PROBLEM TO SOLVE: Starting at the line that contains "Expected: one point per instance of the clear", reproduce every line through the end of the entries below, with no pictures in the copy.

RECORDS SUPPLIED Start Marker

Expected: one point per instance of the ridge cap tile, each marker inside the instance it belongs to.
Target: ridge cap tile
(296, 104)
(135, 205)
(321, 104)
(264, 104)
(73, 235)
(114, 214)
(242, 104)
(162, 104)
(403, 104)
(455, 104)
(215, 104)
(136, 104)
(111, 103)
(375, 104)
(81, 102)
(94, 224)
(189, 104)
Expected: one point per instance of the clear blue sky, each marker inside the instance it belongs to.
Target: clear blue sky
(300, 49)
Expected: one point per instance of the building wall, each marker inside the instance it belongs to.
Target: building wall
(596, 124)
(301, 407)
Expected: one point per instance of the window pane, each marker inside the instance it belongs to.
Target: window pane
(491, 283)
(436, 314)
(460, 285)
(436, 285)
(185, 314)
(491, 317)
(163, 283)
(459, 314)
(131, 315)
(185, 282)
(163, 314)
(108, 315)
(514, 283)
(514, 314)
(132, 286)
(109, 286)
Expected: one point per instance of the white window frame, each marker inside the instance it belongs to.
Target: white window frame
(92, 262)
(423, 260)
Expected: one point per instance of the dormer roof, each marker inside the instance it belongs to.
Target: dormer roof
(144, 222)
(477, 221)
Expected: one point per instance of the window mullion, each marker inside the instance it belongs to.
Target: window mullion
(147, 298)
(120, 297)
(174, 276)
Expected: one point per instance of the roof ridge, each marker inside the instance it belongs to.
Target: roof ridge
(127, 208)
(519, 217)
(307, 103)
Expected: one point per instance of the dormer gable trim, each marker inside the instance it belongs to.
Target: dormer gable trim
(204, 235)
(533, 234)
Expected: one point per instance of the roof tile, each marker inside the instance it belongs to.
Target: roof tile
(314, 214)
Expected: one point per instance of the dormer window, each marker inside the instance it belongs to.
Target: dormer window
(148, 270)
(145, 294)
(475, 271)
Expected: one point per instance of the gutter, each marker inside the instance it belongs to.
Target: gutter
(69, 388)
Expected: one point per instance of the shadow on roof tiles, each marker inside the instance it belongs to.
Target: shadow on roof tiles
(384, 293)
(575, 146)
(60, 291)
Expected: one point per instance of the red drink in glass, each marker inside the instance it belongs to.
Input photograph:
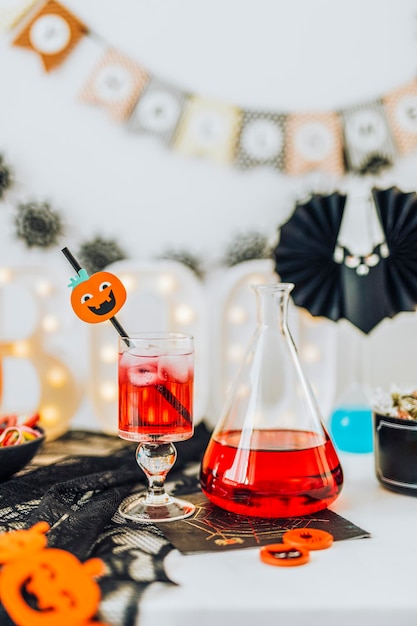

RECORDS SUPPLIED End Marker

RESPONSE TO THE EXERCISE:
Expected: one point per instance of the clear blue sky, each marker inside the instance it belongs to.
Target: clear blue sky
(300, 49)
Expected: one point per instance of the building wall, each marker inside the instance it belongs to.
Target: building wall
(596, 124)
(301, 407)
Expected: one point per instance of the window pane, each marker inside the instance it belongs to.
Target: window pane
(491, 283)
(436, 314)
(460, 285)
(436, 285)
(185, 314)
(491, 317)
(163, 283)
(459, 314)
(131, 315)
(185, 282)
(163, 314)
(108, 315)
(514, 283)
(514, 314)
(132, 286)
(109, 286)
Expected: one point per instance of the white window frame, each marker inside the instance it belongs to.
Target: white window frame
(92, 262)
(423, 260)
Expected: one point per instance of the dormer roof, each marker inside the instance it belongs to.
Target: dormer roof
(144, 222)
(477, 221)
Expected: one point per instance of the window mullion, each marker inside the instance it belongs to.
Target: window mullion
(147, 298)
(120, 297)
(174, 276)
Expected: one point per instance of the roof ridge, each marker inside the instance it belongs to.
Target: roof ridge
(127, 208)
(519, 217)
(307, 103)
Expected: one point per instance of the dormer gable trim, each marker inside the instance it belongs to.
Target: dormer gable trim
(204, 235)
(533, 234)
Expected: one point per instance of the roof tile, each marker inside the instance it belongs to.
Target: roof tile
(314, 214)
Expected: one point per instance of the dormer window, each marker inside the instance it belongs to.
Target: dormer window
(148, 270)
(145, 294)
(475, 271)
Expected: one point per instance of the gutter, each marker inside the instance it belongs to.
Target: gutter
(69, 388)
Expected: one point per instance of the shadow on roof tiles, each marker inside the instance it belongs to.
Target: shadow on roof tiles
(384, 293)
(575, 146)
(60, 291)
Expected: one point per instance of the red drink in glass, each marker inside the instance it belongs to.
Input photograph:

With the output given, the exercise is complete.